Exercise prompt = Reproduce, exactly and in full, the records that follow, minus any pictures.

[Saved entries]
+++

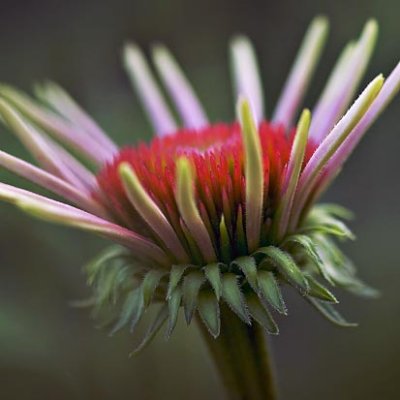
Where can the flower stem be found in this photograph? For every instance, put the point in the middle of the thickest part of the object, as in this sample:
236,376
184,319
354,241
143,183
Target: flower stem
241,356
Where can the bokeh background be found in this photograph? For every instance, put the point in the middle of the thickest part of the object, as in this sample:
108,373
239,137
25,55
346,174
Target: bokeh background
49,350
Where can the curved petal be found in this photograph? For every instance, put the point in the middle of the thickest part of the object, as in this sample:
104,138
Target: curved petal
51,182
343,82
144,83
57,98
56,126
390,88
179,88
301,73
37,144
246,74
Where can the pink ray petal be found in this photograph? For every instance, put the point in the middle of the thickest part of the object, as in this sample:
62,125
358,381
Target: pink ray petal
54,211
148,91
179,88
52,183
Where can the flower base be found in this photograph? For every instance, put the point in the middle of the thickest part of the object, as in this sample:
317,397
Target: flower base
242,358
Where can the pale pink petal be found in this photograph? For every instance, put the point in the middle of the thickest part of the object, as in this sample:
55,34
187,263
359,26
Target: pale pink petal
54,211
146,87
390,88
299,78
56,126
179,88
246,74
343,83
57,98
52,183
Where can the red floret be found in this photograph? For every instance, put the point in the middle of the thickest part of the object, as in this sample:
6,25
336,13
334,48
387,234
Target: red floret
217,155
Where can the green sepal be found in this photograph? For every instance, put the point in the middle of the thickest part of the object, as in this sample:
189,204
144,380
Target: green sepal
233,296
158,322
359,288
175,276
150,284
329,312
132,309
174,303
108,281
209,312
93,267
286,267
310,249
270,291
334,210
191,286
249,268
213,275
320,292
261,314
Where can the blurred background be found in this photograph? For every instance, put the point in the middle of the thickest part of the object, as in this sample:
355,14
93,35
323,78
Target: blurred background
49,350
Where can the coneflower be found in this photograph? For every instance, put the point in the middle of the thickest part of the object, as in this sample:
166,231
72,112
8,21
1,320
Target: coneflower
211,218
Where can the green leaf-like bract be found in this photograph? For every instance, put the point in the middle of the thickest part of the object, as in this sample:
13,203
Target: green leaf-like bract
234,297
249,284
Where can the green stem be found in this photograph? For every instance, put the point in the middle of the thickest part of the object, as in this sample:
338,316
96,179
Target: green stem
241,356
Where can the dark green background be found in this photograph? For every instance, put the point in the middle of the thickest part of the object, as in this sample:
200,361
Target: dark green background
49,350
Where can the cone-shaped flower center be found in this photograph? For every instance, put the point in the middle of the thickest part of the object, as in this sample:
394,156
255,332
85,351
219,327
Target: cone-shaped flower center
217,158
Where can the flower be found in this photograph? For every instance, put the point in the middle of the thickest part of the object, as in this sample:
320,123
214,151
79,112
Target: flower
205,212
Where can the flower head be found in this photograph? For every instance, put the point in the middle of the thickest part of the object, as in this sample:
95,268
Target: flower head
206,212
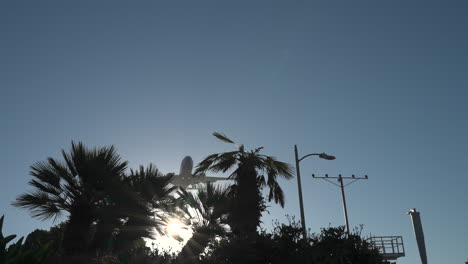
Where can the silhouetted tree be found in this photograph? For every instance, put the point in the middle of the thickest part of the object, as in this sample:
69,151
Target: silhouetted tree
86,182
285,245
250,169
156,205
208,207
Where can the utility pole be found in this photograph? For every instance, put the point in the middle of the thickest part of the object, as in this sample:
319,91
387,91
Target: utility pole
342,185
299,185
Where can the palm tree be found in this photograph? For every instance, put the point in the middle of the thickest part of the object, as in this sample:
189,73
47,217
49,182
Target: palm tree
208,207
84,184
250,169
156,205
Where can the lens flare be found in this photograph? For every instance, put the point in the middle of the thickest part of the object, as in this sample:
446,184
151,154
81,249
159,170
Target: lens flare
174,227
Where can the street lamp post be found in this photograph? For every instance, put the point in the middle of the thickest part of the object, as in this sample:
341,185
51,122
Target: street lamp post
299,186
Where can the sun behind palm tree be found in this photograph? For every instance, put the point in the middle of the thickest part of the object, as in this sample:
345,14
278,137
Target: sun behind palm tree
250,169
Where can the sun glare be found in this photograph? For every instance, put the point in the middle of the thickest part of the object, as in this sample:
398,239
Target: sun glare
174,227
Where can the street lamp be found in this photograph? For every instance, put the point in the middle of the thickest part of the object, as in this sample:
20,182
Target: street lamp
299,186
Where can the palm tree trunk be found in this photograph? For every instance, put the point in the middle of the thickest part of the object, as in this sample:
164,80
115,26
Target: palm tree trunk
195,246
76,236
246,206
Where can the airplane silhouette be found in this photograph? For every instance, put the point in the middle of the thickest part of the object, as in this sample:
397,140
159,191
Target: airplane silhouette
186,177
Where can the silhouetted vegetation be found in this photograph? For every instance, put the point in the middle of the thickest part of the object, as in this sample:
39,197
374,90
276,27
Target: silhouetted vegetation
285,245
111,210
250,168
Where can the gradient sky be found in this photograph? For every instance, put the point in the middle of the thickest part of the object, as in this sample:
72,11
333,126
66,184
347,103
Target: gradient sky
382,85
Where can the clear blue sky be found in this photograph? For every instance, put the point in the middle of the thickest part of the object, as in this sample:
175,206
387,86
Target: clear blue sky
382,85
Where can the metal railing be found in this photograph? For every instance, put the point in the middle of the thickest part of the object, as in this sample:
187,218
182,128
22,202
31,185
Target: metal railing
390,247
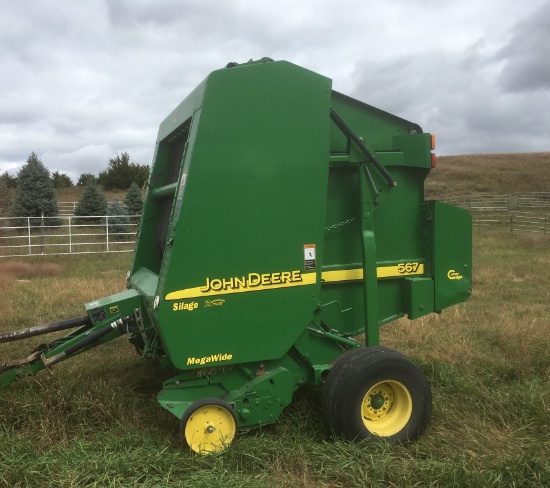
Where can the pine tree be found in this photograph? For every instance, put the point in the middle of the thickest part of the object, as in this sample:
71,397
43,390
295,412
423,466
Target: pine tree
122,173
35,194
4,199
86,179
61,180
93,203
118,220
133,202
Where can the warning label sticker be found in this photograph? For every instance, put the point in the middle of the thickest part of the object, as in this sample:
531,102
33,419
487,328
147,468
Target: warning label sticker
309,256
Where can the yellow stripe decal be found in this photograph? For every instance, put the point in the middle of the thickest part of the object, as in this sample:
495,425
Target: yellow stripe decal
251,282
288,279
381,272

+++

Answer to the exercise =
Where can the flower stem be found in this photograph? For every instance, put the point in the middle of the thickest part of the object, as in this sample:
236,376
184,319
354,241
143,183
Target: flower stem
241,356
Where can the bokeh background be found in this photograph? For every instance, put the point in the middle of the thickest part of the object, as in this sample:
108,373
239,137
25,55
346,174
Target: bokeh background
49,350
Where can the curved petal be found in this photograph? For every instance, put the point in the middle of the thickest part of the object, as in this sample:
104,138
Target: curved petal
51,182
343,82
144,83
57,98
56,126
390,88
179,88
301,73
37,144
246,74
Where can the pink ray petal be found in this photograph? For every instance, put the point in the middle of the thickest part of the object, as in this sample:
62,125
358,381
Target: pink ray petal
54,211
148,91
179,88
52,183
Where can the flower base be found in this photograph? For every instance, put the point in the middle of the thickest part of the object, as in this sample:
317,397
Target: flower base
242,358
Where can the pale pink petal be found in this photograph? For every instance, put the point in the middle of the thickest part of the object, as in this sample:
55,34
187,263
359,26
Target: pale pink petal
54,211
146,87
390,88
299,78
56,126
179,88
246,74
343,83
57,98
52,183
Where can the red floret be found in this photograph? For every instance, put the point in the middle of the thickest part of the object, as in this sample:
6,25
336,13
334,48
387,234
Target: red floret
217,155
Where can the green sepal be found in this photograph? For every instance, put the point in the middle of the thickest part of the object, as in this sample:
189,204
144,380
Target: green sepal
233,296
158,322
359,288
175,276
150,284
329,312
132,309
174,303
108,281
209,312
93,267
286,267
310,249
270,291
334,210
191,286
249,268
213,275
320,292
261,314
Where can the blurred background be found in this photograph? For every instance, put the point in the middle of the thickest part of the object, as in this sample:
355,14
93,35
323,78
Target: blurred background
49,350
Where can the coneflower be found in this photograph? For every instance, put the point in the middle of the thickest part of the object, as in this sample:
166,231
72,112
8,21
1,320
Target: coneflower
211,218
Where can the green leaf-like bract be found in this photograph? For every instance, put the point in the middle of the thickest part of the object, as in this sample:
13,203
Target: green leaf-like bract
234,297
249,284
Where can the green stem be found in this photograph? For every instance, put the point in the middle of the thickest part of the object, as in this sample:
338,316
96,179
Target: green stem
241,356
Where can the dark green background be found in this photograph? For every instance, put the point in the middle of the thickest part of the object, as in this sample:
200,361
Target: dark green background
49,350
Where can the cone-shaped flower center be found in this photograph? For every instance, put the point in the middle of the thickest part of the object, as in this sample:
394,156
255,332
85,351
219,327
Target: cone-shaped flower center
217,158
Where can the flower be found in this photograph? For every instance, put the point in the middle of the thickest part of the object, as in this sample:
320,123
214,151
79,112
Target: flower
205,212
Where can the flower head be found in this photograph? For every instance, put the point in the middle of the thickest part of the object, as in this sample:
95,268
Target: flower head
206,212
Where can the silhouetted tree be found in this photograph? For every instance, put the point in the middle of the thickest part of the object, as in this sample:
69,151
Target: silhouetted tree
86,182
285,245
250,169
156,205
208,207
Where can the utility pole be found in this photograph? For every instance, put the point in the middle of the thickest part of the object, as in this sample:
319,91
387,91
Target: utility pole
342,185
299,185
Where can the palm tree be found in this photograph? For every instance, put the point in the middle of the thickest part of the object, as in this sample:
189,73
47,217
49,182
Target: palm tree
208,207
84,184
250,169
156,205
Where can the lens flare be found in this photograph? For every instance, put the point in the middle of the thickest part of the object, as in this sample:
446,184
151,154
81,249
159,170
Target: lens flare
174,227
Where can the street lamp post be found in this photograph? For every instance, put the point in the middle of the thickest part of the object, as in this sample:
341,185
51,122
Target: street lamp post
299,186
Where can the sun behind palm tree be found in this photograph? For every instance, put the point in the middle of the thickest part of the object, as in this sample:
345,14
278,137
Target: sun behind palm tree
250,169
Where can the sun glare be found in this photograph? For every instance, put the point in the middle of the thickest part of the object, as in this sample:
398,239
Target: sun glare
174,227
Where can the street lamp be found in this photograph? For every instance, put the point in the middle of the thickest part of the object, as in this sample:
20,182
Target: street lamp
299,186
Where can the palm tree trunk be found in this photograph? For every instance, put the point in the middle of the thickest part of the object, as in this sample:
164,80
115,26
Target: palm tree trunk
195,246
76,236
246,206
Where can the airplane silhouette be found in this photograph? For every instance, put the point in the middle of the thickest part of the object, as in this sample:
397,140
159,191
Target: airplane silhouette
186,177
Where can the silhouetted vegetation be found in this photograph? For every instance, put the point in the middle of the thickest part of the object, as in this sample:
39,197
374,90
276,27
Target: silhouetted vegetation
285,245
111,210
250,168
Where can the gradient sky be found in this photograph? For every instance, put the point in the middle of the thickest part of the object, as in this sample:
72,11
333,126
66,184
347,103
Target: gradient sky
382,85
Where can the clear blue sky be found in this photograph? For every instance, put the point in the middle of the thickest part of the object, as in this sample:
175,206
387,86
Target: clear blue sky
382,85
Where can the metal railing be found in this photograph? For every instance, put the point in the middle of the thickest part of the object, as in this sample:
187,218
182,128
22,202
31,185
Target: metal railing
390,247
Where can the pine tree be found in this photograph? For every instance, put the point in the middle of the thickest part of the object, as in this sample:
71,397
43,390
295,412
423,466
Target: pine tree
122,173
35,194
4,199
86,179
61,180
93,203
118,220
133,202
Where can the warning label sticker be found in this photograph? For every instance, put the point in the middle of the thickest part of the object, as in this sample:
531,102
33,419
487,328
147,468
Target: warning label sticker
309,256
Where can the yellow stripe decal be found in this photograph? For every instance, put the point in the middle of the thickest part of the object, as in this sample:
495,425
Target: yellow stripe decal
251,282
288,279
381,272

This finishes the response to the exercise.